What you have to do: Copy the records below exactly, leaving out every picture.

Data extract:
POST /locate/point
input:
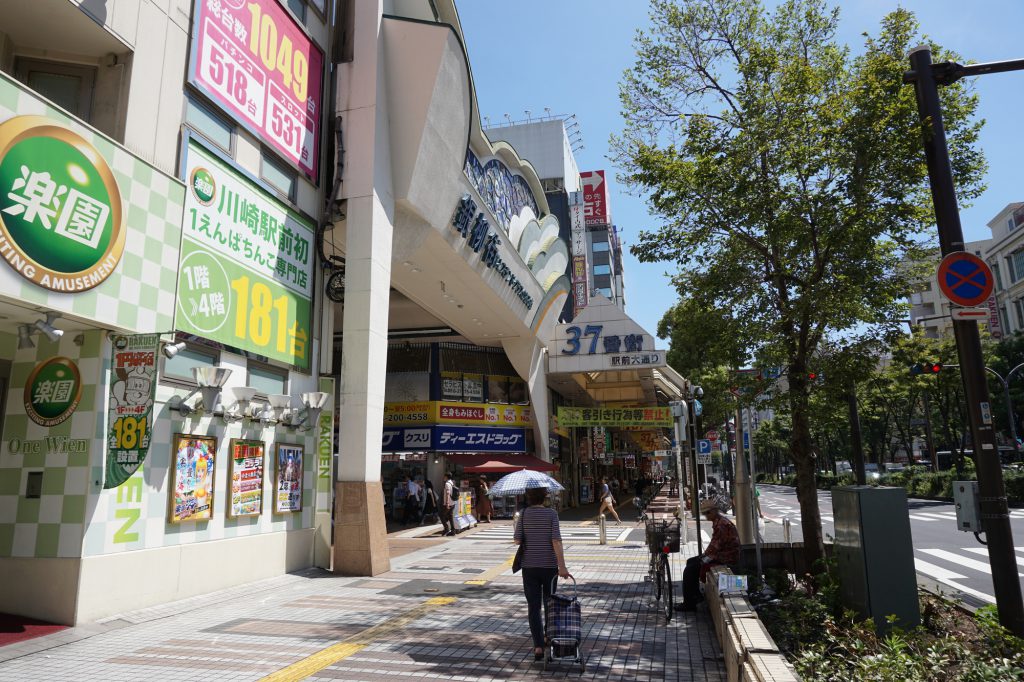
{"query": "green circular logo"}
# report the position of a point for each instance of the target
(59, 206)
(203, 185)
(53, 391)
(204, 292)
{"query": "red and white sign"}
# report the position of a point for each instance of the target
(255, 62)
(595, 198)
(994, 324)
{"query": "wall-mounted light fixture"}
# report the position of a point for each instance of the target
(209, 380)
(25, 337)
(243, 395)
(279, 411)
(313, 402)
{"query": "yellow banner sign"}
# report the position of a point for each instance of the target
(449, 412)
(649, 417)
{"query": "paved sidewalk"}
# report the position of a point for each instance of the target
(448, 610)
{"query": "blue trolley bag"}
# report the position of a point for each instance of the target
(563, 626)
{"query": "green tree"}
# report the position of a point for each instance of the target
(787, 176)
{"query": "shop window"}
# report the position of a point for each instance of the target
(266, 380)
(210, 125)
(69, 86)
(280, 176)
(178, 369)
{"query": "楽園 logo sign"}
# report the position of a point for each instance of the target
(53, 391)
(60, 212)
(203, 185)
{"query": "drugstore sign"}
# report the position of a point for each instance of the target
(455, 439)
(255, 62)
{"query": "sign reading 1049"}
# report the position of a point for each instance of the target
(246, 272)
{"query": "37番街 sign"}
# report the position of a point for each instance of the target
(60, 212)
(247, 263)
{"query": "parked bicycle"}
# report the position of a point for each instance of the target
(663, 540)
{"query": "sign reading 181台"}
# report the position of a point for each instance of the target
(253, 60)
(246, 273)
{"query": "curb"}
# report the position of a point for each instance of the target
(751, 654)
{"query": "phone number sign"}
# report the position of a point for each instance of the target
(252, 59)
(246, 272)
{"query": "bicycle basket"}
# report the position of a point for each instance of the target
(662, 534)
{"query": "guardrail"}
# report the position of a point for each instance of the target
(751, 653)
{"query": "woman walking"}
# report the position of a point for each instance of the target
(543, 559)
(483, 506)
(607, 502)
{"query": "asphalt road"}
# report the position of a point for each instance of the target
(943, 555)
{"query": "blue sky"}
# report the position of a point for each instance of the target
(568, 55)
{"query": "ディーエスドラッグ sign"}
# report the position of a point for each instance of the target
(61, 222)
(52, 391)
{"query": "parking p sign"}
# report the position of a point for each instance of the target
(704, 452)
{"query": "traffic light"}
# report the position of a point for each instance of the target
(926, 368)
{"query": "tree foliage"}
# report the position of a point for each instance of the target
(787, 176)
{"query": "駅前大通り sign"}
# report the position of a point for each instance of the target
(246, 276)
(60, 211)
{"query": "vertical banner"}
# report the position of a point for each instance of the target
(133, 386)
(246, 275)
(325, 450)
(247, 477)
(288, 478)
(194, 461)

Reply to the exercise:
POST /locate/point
input:
{"query": "green circular logo"}
# report the position of a point for each instance of the target
(59, 206)
(203, 185)
(53, 391)
(204, 292)
{"query": "red and white sign"}
# report the position of a point for each instance of the target
(255, 62)
(595, 198)
(994, 324)
{"query": "wall-mounted light fixture"}
# report the position of a point for each instance of the target
(209, 380)
(25, 337)
(243, 395)
(279, 411)
(313, 402)
{"query": "yellow banner sign"}
# report the position of a point for each instance of the target
(449, 412)
(649, 417)
{"query": "paved sidewalk"}
# report the position of a point for each instance of the target
(448, 610)
{"query": "blue trolley bag"}
# report the position of a point for each instance of the target
(563, 626)
{"query": "green tree"}
# report the position of a point for each instance of the target
(787, 176)
{"query": "shop window"}
# report the position of a point for each instance of the target
(266, 380)
(210, 125)
(69, 86)
(280, 176)
(178, 369)
{"query": "楽園 logo sign"}
# report the position of a point for each instance of the target
(53, 391)
(60, 212)
(203, 185)
{"query": "drugstore sign"}
# report the position of a point for each instance of the target
(455, 439)
(255, 62)
{"query": "sign reading 1049"}
# report the position of a point for each instance of the target
(246, 272)
{"query": "37番街 sign"}
# report the position of a point for each instance of the target
(60, 212)
(247, 263)
{"query": "parked bicycle"}
# report the position of a point for each instance of the target
(663, 540)
{"query": "sign reading 181台"}
# report the position of a point for each instance of the target
(253, 60)
(246, 273)
{"query": "curb"}
# report the position of a point for each instance of the target
(751, 654)
{"query": "phone number sign"}
# report the position of a point for each instance of the target
(252, 59)
(246, 272)
{"query": "bicycle basket"}
# report the position of a point for each instance of the target
(662, 534)
{"query": "guardrail"}
# report the position of a point for each instance of the target
(751, 653)
{"query": "woman walking"}
# report the position of a point for each instance of the target
(543, 559)
(483, 506)
(607, 502)
{"query": "asphalt road"}
# report the position of a point for each instance of the target
(943, 555)
{"query": "blue sky"}
# report the position of a point for each instance of the target
(568, 55)
{"query": "ディーエスドラッグ sign"}
# report the position of a point for each instance of the target
(61, 222)
(52, 391)
{"query": "parking p sign"}
# report the position of a point for each instance of the target
(704, 452)
{"query": "traffic light"}
# report the position of a point for each instance of the target
(926, 368)
{"query": "tree foliage"}
# report the position of a point for each instance of the target
(787, 176)
{"query": "駅前大通り sign"}
# report the position of a point for each instance of the target
(246, 276)
(60, 211)
{"query": "vertical banner"}
# report the position of a point for each instance of the target
(133, 386)
(246, 275)
(325, 450)
(247, 477)
(288, 478)
(194, 461)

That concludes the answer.